Below is a listing. Reproduce it word for word, from the line containing "Task: locate the window, a" down through the end of the listing, both ends included.

┄┄┄┄┄┄┄┄┄┄

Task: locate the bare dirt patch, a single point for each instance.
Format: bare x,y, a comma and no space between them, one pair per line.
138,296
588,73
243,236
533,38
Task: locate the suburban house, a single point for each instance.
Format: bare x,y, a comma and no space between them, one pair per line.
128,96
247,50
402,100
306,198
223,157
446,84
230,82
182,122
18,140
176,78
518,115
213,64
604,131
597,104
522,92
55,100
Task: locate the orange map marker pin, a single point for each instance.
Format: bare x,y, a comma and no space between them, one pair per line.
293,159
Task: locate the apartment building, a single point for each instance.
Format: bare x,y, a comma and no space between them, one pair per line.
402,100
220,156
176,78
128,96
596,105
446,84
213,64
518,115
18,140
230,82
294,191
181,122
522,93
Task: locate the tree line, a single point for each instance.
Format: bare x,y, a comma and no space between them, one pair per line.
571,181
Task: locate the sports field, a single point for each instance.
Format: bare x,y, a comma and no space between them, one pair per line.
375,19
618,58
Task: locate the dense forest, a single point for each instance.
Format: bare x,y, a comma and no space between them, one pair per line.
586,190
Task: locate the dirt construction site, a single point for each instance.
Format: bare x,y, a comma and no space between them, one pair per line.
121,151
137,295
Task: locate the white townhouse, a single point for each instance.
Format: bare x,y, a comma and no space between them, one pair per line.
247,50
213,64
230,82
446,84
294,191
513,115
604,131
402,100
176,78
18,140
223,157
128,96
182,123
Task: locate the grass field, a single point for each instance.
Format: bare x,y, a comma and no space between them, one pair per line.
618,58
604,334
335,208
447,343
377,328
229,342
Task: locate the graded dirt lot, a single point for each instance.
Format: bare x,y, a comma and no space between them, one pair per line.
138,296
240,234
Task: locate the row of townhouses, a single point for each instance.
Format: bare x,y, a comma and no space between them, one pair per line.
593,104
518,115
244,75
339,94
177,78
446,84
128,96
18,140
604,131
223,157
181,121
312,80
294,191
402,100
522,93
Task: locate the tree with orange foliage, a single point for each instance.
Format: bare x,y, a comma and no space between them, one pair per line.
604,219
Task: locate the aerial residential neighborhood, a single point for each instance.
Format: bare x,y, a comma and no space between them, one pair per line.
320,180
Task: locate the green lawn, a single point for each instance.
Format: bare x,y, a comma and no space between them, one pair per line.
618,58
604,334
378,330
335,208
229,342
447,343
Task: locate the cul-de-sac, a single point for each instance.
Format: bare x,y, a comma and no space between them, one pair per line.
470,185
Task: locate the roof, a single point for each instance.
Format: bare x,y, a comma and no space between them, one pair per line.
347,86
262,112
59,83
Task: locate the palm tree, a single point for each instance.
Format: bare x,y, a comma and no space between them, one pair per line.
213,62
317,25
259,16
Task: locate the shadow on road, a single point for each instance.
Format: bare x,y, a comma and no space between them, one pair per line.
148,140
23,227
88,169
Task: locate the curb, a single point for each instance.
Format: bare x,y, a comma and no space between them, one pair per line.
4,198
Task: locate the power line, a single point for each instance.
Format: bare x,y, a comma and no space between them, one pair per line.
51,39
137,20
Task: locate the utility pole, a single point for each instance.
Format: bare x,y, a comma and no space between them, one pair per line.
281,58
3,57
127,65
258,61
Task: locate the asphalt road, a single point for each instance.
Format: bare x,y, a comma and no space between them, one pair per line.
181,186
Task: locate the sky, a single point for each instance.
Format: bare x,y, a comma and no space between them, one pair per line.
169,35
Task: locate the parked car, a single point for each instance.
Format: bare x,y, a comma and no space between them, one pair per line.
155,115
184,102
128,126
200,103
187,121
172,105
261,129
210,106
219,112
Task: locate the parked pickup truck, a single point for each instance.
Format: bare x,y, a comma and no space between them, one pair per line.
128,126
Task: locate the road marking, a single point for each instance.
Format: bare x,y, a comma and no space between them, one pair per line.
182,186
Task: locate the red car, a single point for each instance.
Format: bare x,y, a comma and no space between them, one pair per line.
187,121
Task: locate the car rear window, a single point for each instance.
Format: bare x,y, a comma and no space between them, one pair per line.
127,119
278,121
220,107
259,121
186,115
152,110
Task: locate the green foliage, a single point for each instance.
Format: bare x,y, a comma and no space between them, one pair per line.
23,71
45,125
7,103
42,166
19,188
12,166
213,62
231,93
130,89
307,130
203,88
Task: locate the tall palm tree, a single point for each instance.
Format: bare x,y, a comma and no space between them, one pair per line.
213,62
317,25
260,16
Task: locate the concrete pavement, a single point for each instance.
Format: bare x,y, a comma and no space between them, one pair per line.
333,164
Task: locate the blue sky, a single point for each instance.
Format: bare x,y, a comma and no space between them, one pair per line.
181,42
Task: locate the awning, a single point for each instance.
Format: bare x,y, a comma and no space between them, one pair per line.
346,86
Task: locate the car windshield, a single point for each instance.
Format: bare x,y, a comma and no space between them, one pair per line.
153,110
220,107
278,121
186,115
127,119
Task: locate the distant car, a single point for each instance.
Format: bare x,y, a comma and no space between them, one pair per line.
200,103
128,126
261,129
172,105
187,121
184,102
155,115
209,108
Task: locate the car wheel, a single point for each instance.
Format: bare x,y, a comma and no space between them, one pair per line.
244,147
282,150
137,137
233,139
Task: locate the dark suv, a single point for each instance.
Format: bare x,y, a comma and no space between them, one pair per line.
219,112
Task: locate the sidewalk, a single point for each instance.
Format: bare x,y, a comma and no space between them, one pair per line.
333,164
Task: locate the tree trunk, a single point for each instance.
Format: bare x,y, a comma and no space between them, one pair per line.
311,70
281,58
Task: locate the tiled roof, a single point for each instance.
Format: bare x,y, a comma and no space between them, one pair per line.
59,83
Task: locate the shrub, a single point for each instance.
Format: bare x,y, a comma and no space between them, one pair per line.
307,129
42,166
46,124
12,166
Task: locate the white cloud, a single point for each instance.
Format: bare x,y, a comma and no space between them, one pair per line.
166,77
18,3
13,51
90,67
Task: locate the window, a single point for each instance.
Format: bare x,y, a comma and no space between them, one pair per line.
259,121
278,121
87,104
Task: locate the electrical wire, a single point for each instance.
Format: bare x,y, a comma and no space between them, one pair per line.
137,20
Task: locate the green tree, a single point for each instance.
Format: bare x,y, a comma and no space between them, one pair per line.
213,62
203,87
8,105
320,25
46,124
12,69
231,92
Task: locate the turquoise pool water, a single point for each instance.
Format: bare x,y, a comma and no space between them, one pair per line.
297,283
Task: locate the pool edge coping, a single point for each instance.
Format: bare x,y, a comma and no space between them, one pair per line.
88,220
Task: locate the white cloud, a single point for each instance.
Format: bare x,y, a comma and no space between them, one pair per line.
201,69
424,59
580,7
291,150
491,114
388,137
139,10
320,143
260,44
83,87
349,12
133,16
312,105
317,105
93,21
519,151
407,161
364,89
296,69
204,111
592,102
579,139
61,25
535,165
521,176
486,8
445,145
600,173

┄┄┄┄┄┄┄┄┄┄

Answer to this task ▸
Task: locate the window, a single point for each instance.
Format: bare x,y, a comma and no space between them, one pair per line.
259,121
278,121
87,104
Task: locate the electrical wire, a single point for each instance.
Format: bare x,y, a comma and no space between them, one pair per line.
137,20
Task: locate the green tree, a single point for each instance.
Format: bare x,y, a comma and no space between them, one pair per line.
213,62
203,87
8,105
320,25
46,124
12,69
231,92
Task: locate the turquoise pool water, a single point for each instance.
Format: bare x,y, a comma and no space between them, one pair per line.
297,283
Task: locate the pool edge coping, a single point for each instance.
Format: bare x,y, a comma and no space between them, one pair per line.
88,220
Task: locate the white cloud, a single point for each instance.
Format: bare x,y, a comma and no space between them, one pair per line.
201,69
424,59
580,7
291,150
491,114
388,137
139,10
320,143
260,44
83,87
349,12
133,16
312,105
317,105
93,21
519,151
407,161
364,89
296,69
204,111
592,102
579,139
61,25
535,165
521,176
486,8
445,145
600,173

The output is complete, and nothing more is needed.